- [Given instruction A]
Answer these questions from the management incentive plan:
(i) As of what date was the plan adopted?
(ii) Besides P. H. Glatfelter Company itself, what does the term "Company" include?
(iii) At which two levels is the plan meant to promote and reward management teamwork?
- [Given instruction B]
Continue the management incentive plan from its last line.

- [Document segment]
— START —

1
                                                                   Exhibit 10(a)


                            P. H. Glatfelter Company

                            Management Incentive Plan
                         (Adopted as of January 1, 1994)
               (Amended and Restated Effective December 18, 1997)
                           (Amended December 17, 1998)


1. PURPOSE OF THE PLAN

                  The purpose of the Management Incentive Plan (hereinafter
called the "Plan") is to provide an incentive to greater efforts on the part of
key salaried employees to increase profits of P. H. Glatfelter Company,
hereinafter, together with its subsidiaries, called the "Company".
The underlying objectives of the Plan are as follows:

         (a)      Maximize the annual return on shareholders' equity.

         (b)      Promote and reward management teamwork at both corporate and
                  mill levels.

         (c)      Enable the Company to attract and retain a talented management
                  team.

         (d)      Assure that Plan awards are at rise annually.

         (e)      Reward key mill management personnel on the basis of both mill
                  and corporate financial results.

         (f)      Provide above-average incentive award potential to key
                  salaried employees of the Company whose base salaries are
                  generally below average market rates.

— END —

- [Information provided]

— START —

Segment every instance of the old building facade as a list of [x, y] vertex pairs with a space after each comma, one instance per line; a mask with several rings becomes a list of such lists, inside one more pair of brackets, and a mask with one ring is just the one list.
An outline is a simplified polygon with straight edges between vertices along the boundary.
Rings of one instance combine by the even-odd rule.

— END —

- [Expected output A]
(i) January 1, 1994.
(ii) Its subsidiaries.
(iii) At both corporate and mill levels.

- [Expected output B]
2. PROFIT CENTERS OF THE PLAN

                  In order to accomplish the objectives of the Plan, the
Company, the Company's U.S. operations and each of its U.S. mills shall be
treated as a separate profit center for the purpose of rewarding those
employees, who through the exercise of their responsibilities, are in a position
to have a significant bearing on the success and profitability of their profit
center, and therefore on the profitability of the Company. In addition, a
Glatfelter Paper Group profit center shall represent a combination of the Spring
Grove and Neenah mill profit centers. The profit centers are identified as
follows:
   2
                  Global Profit Center
                  U.S. Corporate Profit Center
                  Glatfelter Paper Group Profit Center
                  Spring Grove Mill Profit Center
                  Neenah Mill Profit Center
                  Ecusta Mill Profit Center

3. AMENDMENT OR TERMINATION OF THE PLAN

                  This Plan is an amendment and restatement of the P. H.
Glatfelter Company Management Incentive Plan and shall continue in force from
year to year until amended, modified or terminated. The Company reserves the
right by action of its Board of Directors or the Compensation Committee thereof
(hereinafter called the "Committee") at any time to amend or modify the Plan in
any respect or to terminate the Plan in its entirety, provided that, if the Plan
is in effect at the beginning of a fiscal year, it may not be terminated or
amended for such year. The Company will seek the approval of the Company's
shareholders for an amendment if such approval is necessary to comply with the
Internal Revenue Code, Federal or state securities law or any other applicable
rules or regulations.

4. ADMINISTRATION OF THE PLAN

                  The management of the Plan shall be vested in the Committee,
which shall be comprised solely of two or more "outside directors" (as defined
in regulations promulgated under Section 162(m) of the Internal Revenue Code).
The majority of the members of the Committee at any time in office shall
constitute a quorum for the transaction of business at any meeting. Any
determination or action of the Committee may be made or taken by a majority of
its members present at any meeting at which a quorum is present or without a
meeting by unanimous written consent executed by all the members then in office.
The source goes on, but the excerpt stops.